Review the material and extract every line in which the word "below" occurs.

========

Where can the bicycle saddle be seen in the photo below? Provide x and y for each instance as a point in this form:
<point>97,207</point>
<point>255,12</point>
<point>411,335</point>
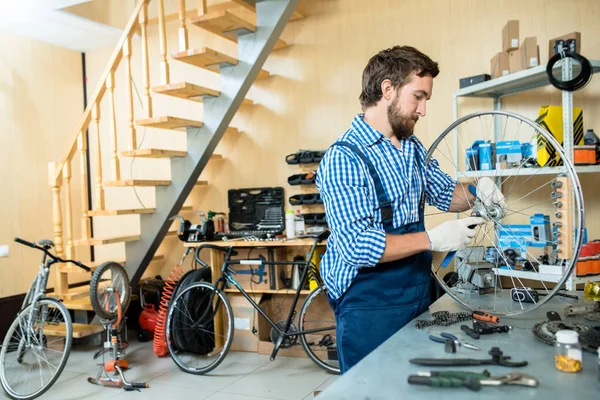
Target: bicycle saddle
<point>46,244</point>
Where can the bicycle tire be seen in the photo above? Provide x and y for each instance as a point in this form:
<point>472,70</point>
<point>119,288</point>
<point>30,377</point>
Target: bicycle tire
<point>97,294</point>
<point>314,299</point>
<point>177,305</point>
<point>5,354</point>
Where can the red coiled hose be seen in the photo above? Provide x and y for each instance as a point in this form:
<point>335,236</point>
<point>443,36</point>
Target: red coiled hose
<point>160,341</point>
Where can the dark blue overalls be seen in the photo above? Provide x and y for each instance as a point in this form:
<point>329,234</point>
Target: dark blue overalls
<point>384,298</point>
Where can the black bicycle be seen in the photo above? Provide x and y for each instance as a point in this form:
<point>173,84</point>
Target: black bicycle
<point>200,321</point>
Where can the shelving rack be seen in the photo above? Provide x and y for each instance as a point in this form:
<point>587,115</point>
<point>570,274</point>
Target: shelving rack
<point>519,82</point>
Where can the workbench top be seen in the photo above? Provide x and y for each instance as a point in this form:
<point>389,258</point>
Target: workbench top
<point>383,374</point>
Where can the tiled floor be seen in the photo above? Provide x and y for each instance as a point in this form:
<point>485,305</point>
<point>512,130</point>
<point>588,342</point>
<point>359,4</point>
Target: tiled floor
<point>241,376</point>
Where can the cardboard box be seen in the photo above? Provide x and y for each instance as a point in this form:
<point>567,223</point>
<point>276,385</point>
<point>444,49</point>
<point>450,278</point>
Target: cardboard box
<point>514,61</point>
<point>510,36</point>
<point>530,53</point>
<point>245,317</point>
<point>499,65</point>
<point>571,42</point>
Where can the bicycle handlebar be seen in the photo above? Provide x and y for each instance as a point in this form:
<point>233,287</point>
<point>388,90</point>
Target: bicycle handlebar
<point>55,258</point>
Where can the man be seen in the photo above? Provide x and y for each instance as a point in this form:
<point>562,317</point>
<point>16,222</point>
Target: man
<point>374,182</point>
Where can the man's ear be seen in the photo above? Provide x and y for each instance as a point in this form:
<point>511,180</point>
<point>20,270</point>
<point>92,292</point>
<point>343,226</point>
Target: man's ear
<point>387,90</point>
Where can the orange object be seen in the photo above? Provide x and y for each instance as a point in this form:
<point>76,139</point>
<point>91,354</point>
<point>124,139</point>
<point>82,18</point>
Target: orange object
<point>485,317</point>
<point>584,154</point>
<point>160,341</point>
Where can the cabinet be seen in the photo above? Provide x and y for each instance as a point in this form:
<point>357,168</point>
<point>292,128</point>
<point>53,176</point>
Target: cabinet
<point>516,83</point>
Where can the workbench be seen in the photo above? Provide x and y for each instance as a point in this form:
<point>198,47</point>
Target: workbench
<point>383,373</point>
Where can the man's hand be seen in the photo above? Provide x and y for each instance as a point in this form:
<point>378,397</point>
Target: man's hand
<point>489,193</point>
<point>453,235</point>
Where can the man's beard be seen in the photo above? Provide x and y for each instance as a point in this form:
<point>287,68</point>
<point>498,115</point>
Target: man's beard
<point>402,125</point>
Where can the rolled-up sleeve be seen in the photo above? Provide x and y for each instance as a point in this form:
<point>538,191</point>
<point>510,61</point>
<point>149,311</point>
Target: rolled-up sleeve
<point>440,186</point>
<point>341,181</point>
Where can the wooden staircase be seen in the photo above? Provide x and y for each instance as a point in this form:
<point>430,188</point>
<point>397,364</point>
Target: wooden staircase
<point>233,20</point>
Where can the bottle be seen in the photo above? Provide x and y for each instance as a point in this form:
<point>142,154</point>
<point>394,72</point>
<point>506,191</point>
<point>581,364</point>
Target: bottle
<point>567,354</point>
<point>300,229</point>
<point>290,224</point>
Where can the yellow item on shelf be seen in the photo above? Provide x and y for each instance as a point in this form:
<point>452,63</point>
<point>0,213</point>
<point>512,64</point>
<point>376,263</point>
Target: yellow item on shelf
<point>550,118</point>
<point>316,261</point>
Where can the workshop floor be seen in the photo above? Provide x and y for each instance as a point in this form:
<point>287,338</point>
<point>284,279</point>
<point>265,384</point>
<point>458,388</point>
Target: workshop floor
<point>241,376</point>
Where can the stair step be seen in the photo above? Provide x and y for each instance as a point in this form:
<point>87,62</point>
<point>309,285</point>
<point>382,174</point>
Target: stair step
<point>209,59</point>
<point>227,25</point>
<point>168,122</point>
<point>190,91</point>
<point>106,240</point>
<point>135,182</point>
<point>79,330</point>
<point>83,303</point>
<point>251,6</point>
<point>66,268</point>
<point>153,153</point>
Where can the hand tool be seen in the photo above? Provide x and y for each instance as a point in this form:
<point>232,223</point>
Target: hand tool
<point>484,329</point>
<point>446,335</point>
<point>485,317</point>
<point>495,352</point>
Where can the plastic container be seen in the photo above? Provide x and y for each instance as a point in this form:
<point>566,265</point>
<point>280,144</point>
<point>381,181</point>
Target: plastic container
<point>300,227</point>
<point>567,356</point>
<point>290,224</point>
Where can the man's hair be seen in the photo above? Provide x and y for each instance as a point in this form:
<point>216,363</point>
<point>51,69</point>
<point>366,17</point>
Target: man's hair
<point>395,64</point>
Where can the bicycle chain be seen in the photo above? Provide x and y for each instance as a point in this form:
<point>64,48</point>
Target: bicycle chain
<point>444,318</point>
<point>589,336</point>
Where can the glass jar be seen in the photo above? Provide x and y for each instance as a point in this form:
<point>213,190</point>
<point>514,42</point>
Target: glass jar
<point>568,355</point>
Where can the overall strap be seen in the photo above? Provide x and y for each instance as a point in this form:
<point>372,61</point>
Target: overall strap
<point>387,214</point>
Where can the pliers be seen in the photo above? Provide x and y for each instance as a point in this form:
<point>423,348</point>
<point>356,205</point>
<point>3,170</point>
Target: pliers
<point>445,337</point>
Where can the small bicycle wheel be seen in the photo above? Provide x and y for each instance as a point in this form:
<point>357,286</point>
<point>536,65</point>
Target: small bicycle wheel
<point>199,328</point>
<point>108,287</point>
<point>35,349</point>
<point>533,239</point>
<point>321,346</point>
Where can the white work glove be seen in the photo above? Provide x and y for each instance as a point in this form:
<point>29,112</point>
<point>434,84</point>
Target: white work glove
<point>453,235</point>
<point>489,193</point>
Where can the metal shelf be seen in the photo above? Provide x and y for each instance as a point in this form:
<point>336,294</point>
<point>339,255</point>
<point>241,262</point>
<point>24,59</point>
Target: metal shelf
<point>544,277</point>
<point>526,171</point>
<point>517,82</point>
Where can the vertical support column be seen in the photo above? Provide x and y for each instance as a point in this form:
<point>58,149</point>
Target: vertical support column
<point>69,249</point>
<point>202,7</point>
<point>127,56</point>
<point>143,19</point>
<point>99,188</point>
<point>183,38</point>
<point>61,283</point>
<point>85,220</point>
<point>164,64</point>
<point>110,86</point>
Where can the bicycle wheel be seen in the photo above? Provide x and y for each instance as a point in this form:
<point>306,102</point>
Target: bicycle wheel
<point>316,313</point>
<point>109,279</point>
<point>35,349</point>
<point>199,328</point>
<point>531,242</point>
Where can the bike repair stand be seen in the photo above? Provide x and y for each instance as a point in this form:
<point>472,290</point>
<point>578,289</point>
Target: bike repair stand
<point>114,345</point>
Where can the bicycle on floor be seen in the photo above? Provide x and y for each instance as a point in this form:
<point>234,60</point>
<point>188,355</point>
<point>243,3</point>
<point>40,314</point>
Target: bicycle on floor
<point>110,295</point>
<point>200,320</point>
<point>38,342</point>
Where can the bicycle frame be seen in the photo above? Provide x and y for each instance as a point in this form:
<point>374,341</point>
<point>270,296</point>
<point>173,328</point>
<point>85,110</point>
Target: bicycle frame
<point>226,276</point>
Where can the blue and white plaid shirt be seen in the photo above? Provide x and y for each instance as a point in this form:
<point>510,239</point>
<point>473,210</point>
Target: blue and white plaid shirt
<point>357,237</point>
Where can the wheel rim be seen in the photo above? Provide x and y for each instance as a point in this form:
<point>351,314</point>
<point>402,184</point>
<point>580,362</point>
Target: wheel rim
<point>484,284</point>
<point>32,361</point>
<point>209,346</point>
<point>320,346</point>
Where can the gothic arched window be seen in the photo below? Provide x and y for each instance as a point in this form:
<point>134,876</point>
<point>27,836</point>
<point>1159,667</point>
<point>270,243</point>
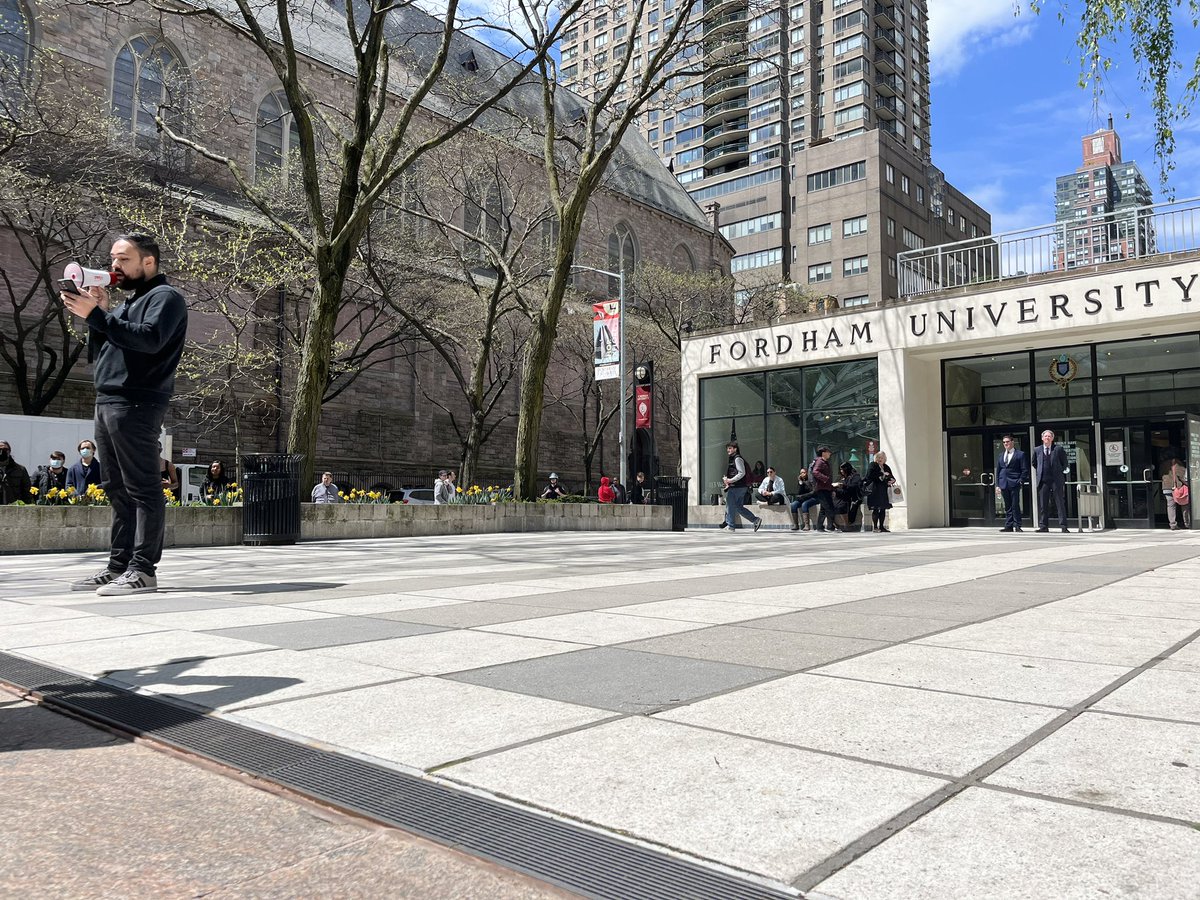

========

ANSWER:
Where can the bicycle saddle be seen in the photo below? Provide x and y for each instance as a point in this form:
Where can the gothic arched window be seen in the photo below? Provide x and y for each instance as a point in this form:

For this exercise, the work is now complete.